* _Directive_: Count the lines in the items below that contain the string "overcast", matching case exactly, and reply with only that number.

* _Task data_:
>> BEGIN

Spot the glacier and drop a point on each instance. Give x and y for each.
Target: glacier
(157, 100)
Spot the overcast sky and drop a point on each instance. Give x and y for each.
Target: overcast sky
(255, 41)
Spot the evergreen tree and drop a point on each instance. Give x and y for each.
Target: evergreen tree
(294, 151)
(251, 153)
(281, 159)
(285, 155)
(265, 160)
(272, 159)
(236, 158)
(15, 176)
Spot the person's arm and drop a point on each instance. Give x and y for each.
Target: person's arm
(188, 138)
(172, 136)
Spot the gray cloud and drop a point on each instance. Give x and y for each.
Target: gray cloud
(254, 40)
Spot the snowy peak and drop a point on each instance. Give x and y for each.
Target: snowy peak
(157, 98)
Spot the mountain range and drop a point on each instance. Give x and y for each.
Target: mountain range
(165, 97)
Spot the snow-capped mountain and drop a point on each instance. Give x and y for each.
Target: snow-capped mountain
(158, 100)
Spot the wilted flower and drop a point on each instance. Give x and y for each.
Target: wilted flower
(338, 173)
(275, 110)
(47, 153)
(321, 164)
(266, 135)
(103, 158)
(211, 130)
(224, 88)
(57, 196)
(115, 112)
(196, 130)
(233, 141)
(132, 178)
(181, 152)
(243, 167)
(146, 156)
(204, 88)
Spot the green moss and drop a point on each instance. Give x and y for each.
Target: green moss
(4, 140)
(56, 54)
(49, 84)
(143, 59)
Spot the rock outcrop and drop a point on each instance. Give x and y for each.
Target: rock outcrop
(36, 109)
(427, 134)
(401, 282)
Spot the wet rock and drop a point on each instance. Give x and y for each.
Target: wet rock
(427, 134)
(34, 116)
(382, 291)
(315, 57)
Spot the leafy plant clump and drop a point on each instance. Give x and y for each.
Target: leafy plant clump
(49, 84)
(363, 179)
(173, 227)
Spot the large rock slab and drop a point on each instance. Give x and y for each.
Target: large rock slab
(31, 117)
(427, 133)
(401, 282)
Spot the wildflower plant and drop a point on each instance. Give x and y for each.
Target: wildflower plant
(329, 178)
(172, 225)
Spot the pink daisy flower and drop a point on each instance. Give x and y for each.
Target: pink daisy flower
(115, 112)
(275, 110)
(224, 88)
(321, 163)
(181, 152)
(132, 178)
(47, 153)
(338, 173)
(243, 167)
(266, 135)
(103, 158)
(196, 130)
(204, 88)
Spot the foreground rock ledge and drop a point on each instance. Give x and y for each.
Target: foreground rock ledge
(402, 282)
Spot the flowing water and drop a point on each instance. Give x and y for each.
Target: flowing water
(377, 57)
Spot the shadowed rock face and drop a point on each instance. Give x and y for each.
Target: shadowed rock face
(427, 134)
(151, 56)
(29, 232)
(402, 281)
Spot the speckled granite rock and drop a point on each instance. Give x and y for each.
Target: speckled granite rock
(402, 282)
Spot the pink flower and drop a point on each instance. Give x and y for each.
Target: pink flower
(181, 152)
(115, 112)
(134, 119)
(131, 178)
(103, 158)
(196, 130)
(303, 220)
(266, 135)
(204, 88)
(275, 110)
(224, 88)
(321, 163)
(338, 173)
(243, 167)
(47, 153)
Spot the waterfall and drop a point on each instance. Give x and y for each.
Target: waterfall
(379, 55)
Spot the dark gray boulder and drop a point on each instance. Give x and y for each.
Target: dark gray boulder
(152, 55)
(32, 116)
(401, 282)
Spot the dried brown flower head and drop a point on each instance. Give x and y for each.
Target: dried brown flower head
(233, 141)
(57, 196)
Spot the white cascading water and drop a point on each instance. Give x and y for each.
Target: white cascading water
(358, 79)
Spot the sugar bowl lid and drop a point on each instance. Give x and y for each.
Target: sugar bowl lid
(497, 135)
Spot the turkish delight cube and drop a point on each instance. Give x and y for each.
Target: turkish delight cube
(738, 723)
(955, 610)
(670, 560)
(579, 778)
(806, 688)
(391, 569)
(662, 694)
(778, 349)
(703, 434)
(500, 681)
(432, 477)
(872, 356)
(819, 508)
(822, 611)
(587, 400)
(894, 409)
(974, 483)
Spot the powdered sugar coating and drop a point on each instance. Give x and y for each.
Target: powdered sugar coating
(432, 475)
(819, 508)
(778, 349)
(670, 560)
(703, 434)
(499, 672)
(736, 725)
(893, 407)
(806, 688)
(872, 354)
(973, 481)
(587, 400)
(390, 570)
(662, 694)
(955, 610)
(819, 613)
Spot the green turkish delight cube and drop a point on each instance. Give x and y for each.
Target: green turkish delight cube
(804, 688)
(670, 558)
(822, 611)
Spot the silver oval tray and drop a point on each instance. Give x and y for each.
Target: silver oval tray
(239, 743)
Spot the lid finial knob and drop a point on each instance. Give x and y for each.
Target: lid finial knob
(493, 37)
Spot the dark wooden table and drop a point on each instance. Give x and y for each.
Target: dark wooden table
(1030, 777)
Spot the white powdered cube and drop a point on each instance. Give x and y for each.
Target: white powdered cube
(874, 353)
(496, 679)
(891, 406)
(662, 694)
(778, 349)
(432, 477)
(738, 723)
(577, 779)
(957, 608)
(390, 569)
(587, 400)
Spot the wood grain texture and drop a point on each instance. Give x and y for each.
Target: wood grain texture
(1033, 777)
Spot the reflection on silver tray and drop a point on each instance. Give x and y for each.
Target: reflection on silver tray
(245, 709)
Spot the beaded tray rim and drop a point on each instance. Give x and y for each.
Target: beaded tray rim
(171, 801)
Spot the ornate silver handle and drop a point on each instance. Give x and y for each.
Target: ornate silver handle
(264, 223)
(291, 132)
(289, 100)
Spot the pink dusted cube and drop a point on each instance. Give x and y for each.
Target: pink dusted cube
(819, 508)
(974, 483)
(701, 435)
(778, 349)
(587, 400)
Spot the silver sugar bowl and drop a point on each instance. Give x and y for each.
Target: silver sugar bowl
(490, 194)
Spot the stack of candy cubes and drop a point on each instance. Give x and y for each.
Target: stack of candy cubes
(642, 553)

>> END
>> BEGIN

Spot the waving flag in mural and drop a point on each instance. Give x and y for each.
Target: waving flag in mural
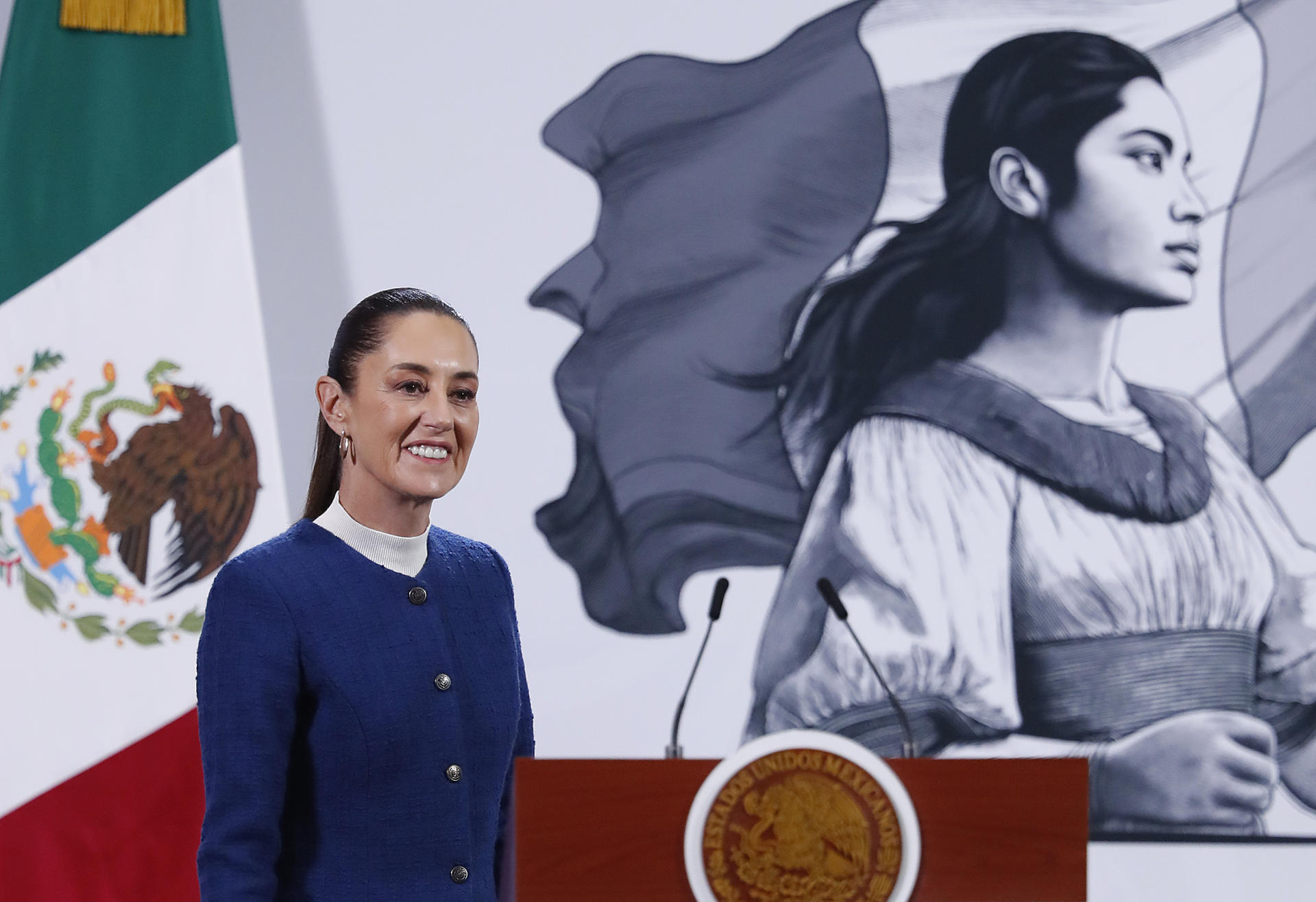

>> END

* _Solution for this exercise_: 2